Lines of data
──────

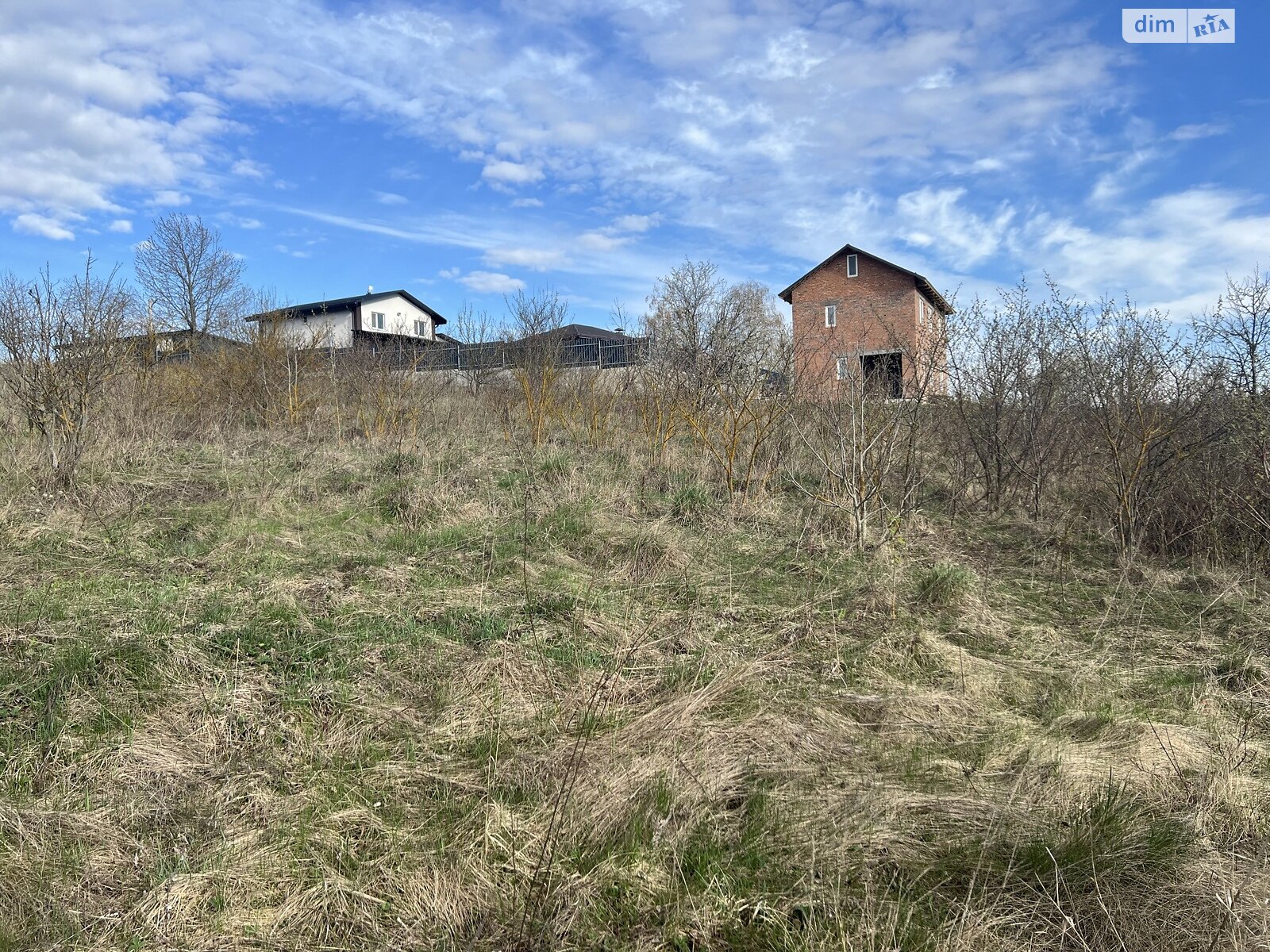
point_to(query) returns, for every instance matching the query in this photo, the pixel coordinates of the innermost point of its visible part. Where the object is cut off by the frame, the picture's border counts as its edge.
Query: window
(884, 374)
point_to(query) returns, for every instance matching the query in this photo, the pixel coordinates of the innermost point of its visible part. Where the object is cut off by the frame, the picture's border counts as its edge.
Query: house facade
(375, 321)
(860, 319)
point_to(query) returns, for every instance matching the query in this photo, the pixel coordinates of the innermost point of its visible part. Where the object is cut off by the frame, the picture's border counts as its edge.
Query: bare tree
(479, 357)
(705, 334)
(1009, 374)
(1143, 387)
(1240, 333)
(533, 351)
(63, 346)
(717, 355)
(192, 281)
(864, 440)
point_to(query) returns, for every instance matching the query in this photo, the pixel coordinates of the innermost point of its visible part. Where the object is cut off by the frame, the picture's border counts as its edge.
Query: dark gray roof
(575, 332)
(344, 304)
(922, 283)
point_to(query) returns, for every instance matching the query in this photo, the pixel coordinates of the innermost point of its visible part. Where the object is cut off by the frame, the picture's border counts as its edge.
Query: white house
(375, 321)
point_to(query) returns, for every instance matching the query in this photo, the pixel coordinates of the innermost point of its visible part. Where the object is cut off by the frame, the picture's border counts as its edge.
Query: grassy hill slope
(283, 696)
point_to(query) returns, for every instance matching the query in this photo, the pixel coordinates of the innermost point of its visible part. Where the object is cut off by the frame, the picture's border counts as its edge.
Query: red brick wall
(878, 310)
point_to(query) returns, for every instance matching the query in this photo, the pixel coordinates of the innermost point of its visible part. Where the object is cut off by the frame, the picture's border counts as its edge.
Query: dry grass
(268, 691)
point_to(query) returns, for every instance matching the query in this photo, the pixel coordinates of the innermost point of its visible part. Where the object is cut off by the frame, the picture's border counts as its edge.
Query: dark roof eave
(342, 304)
(922, 283)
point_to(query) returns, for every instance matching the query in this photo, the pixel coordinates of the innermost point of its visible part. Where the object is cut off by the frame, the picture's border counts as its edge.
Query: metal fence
(582, 352)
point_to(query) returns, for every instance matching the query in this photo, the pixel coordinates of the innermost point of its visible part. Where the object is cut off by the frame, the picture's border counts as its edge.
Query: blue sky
(463, 152)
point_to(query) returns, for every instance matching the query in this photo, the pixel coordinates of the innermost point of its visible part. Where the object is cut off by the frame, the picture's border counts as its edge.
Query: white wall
(399, 317)
(333, 329)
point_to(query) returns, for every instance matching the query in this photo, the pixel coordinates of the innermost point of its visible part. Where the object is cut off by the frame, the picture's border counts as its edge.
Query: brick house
(859, 317)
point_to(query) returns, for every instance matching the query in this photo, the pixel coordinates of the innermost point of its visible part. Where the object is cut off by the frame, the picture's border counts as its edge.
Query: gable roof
(347, 304)
(922, 283)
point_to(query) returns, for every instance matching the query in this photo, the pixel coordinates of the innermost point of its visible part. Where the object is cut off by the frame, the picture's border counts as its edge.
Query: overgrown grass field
(271, 693)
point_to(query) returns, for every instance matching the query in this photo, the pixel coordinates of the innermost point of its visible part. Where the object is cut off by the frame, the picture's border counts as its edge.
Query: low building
(375, 321)
(860, 317)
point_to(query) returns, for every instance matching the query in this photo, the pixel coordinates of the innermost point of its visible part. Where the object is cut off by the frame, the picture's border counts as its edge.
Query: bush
(944, 584)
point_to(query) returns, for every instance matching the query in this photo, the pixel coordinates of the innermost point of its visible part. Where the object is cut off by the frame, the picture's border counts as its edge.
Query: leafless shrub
(865, 428)
(63, 340)
(533, 351)
(478, 359)
(194, 283)
(1142, 386)
(1011, 378)
(718, 368)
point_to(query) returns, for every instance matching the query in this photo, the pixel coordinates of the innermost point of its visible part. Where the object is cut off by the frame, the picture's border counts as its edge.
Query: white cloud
(249, 169)
(637, 222)
(169, 198)
(1172, 253)
(1198, 130)
(965, 238)
(502, 171)
(491, 283)
(537, 258)
(42, 226)
(601, 241)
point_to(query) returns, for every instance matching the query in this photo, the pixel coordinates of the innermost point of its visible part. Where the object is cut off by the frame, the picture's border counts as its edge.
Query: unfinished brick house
(861, 319)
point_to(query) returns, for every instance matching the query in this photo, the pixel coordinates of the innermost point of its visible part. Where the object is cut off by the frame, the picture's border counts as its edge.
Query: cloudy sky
(463, 150)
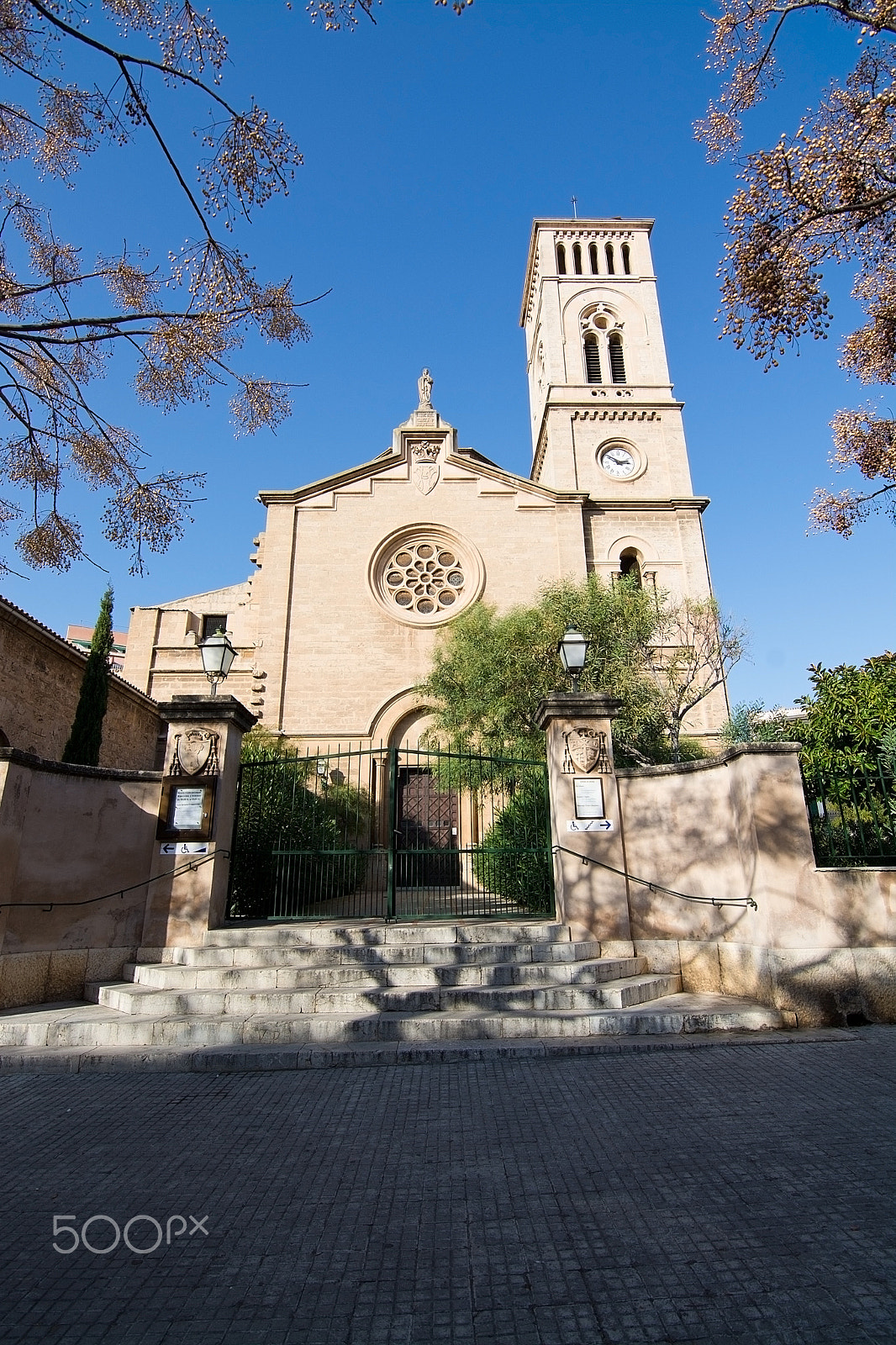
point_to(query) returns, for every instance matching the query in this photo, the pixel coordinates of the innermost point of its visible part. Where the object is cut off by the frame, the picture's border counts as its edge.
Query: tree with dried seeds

──────

CHALLENGE:
Reproduce all of the data exactly; the pictures do not belong in the copy.

RESPONSE TO THE TASK:
point_to(query) returns, for every instance matching the query in this photo, the pixel coordinates of the innermost point of its visible part. Where the object is cut off by the frame, the picture's border counts as its edge.
Query: window
(884, 374)
point_to(query) returns, for every instance matching the query in this photo, the pixel coordinates of the innermost point of its visible part. Where the object is cut off by the frame, the picture's border counts as its edge.
Query: house facade
(375, 321)
(860, 319)
point_to(query) returns, for every instance matching the query in this photo, the pixel coordinates of the innermost point of its visible part. Where the object is cut off by the frame, the picture's border counts as its edge.
Query: bare tree
(479, 357)
(705, 334)
(1009, 374)
(1143, 387)
(1240, 333)
(533, 351)
(63, 346)
(717, 355)
(192, 281)
(864, 440)
point_to(query) returns, for every instance matching the query in this photo, the pixel coordinates of the innermost point of its visible part. Where the object is cut off by the frame, the picture's border counts as its edge.
Query: dark gray roof
(575, 332)
(344, 304)
(922, 283)
point_to(query) returns, for every instance matching the query in this photo, the pixel coordinates of the innermost point of its visible part. Where the object is cut off by the frame, the picture's border counts as its edge.
Query: white house
(375, 321)
point_to(query) returns, for every instance matching the query in this photo, the pixel coordinates of the innermost point of its visible part. Where the object is cut off by the frame, the picture's border counts as its edge.
Query: grassy hill slope
(283, 696)
point_to(query) returns, for every instance matching the query in this photo, the pixel coordinates of the innermost point of its visible part. Where the object is cut off by the frame, the picture's border counts as its edge.
Query: red brick wall
(878, 310)
point_to(query) returns, for every instance matching the query in this photo, the pixel coordinates of the innermost point of its visible part. Where the object is cut off by the frame, the picture's border counts as its edge.
Query: dry grass
(268, 691)
point_to(query) returns, for every instance matching the query in this photo, the pixel coordinates of the innermost point of its visible part. Where the object is cut off by the frame, the picture's border counts as its edge.
Query: dark roof eave
(342, 304)
(922, 283)
point_to(query) returns, for every instance matching the query in this photo, the pixel coordinates of the innermost point of its visible part. Where the object is cut off by the frame, the picture's border counts as its edge.
Query: metal fence
(582, 352)
point_to(query) returns, for every instance matching the query in this photo, the pixel coordinates of the innermost point of its visible part. Where the object is cut off by the frame, the picture's border counts as its edge.
Query: blue sky
(463, 152)
point_to(query) returns, for every instance matching the query in this photo, the pixel coordinates of the innermost point of its visible part. Where the object is cut off by the frame, the picture's border counts as its edge.
Query: white wall
(399, 317)
(333, 329)
point_to(query) returns, for every instance matching the query in this photo, the pixel coordinates of the innermost point of its visible part. Where the object is cut off by the frame, the picture's border counts as its edge.
Query: brick house
(859, 317)
point_to(query) returns, for every instance matching the query in this photo, the pixel coordinates of the innermost point of its visible part. Where the object is cut off by the frame, the picture's border counts as its edge.
Query: gable roof
(347, 304)
(922, 283)
point_to(query) returns, for every instance matching the query in this photo, the pixel coordinates of the innermost point of its visible part. Where the object is cut off by the frame, the picture's border counts as its edge.
Query: overgrown grass field
(271, 693)
point_to(query) returns, for every instance matching the query in this photo, the pixel coordinates of the innermost point of its visible part. Where the object is cut off by the frame, the picture's border counts as its edge.
Query: low building
(375, 321)
(860, 317)
point_to(query) returns, for every instance matching the query in this photo, the pixel coordinates of the innermost point of its visible part. Where the object is cut off by the frame, the picture's border counts as its edge.
Query: bush
(944, 584)
point_to(query) returns, for every instance matching the query in this photo, the pixel coordinates of the innermost point of its visible part. Where the object is cut off by the frame, the picture's border counts as its edge.
Query: leafless shrub
(865, 428)
(63, 340)
(533, 351)
(478, 359)
(194, 283)
(1142, 386)
(1011, 378)
(718, 368)
point_to(query) returns, for every instance matching the query in this photo, the pixel coordinates of the innermost point of its visible part. Where the object is cut off by the frame, the picture's border counts as its edge.
Query: white cloud
(249, 169)
(637, 222)
(169, 198)
(1172, 253)
(1198, 130)
(965, 238)
(502, 171)
(491, 283)
(537, 258)
(42, 226)
(601, 241)
point_to(query) returns, for every instance matching the query in this photo, the pixel coordinates of the innermost point of its visible part. Where the object is cut off by the frame, the picture's border counts as its edge.
Query: unfinished brick house
(861, 319)
point_to(query) returns, for every instance matching the query in this photo, the pixel coordinates of the innermost point of its visible part. Where the object is cut off by the frame, the picture's border counts as its edge.
Query: cloudy sky
(463, 150)
point_to(query) returns, for every instance matching the query in this photo, the pixel coordinates of the innermost point of its visible part. Where the object is cut off by the frame, the picture's border counts as its edge.
Query: tree with dried seeds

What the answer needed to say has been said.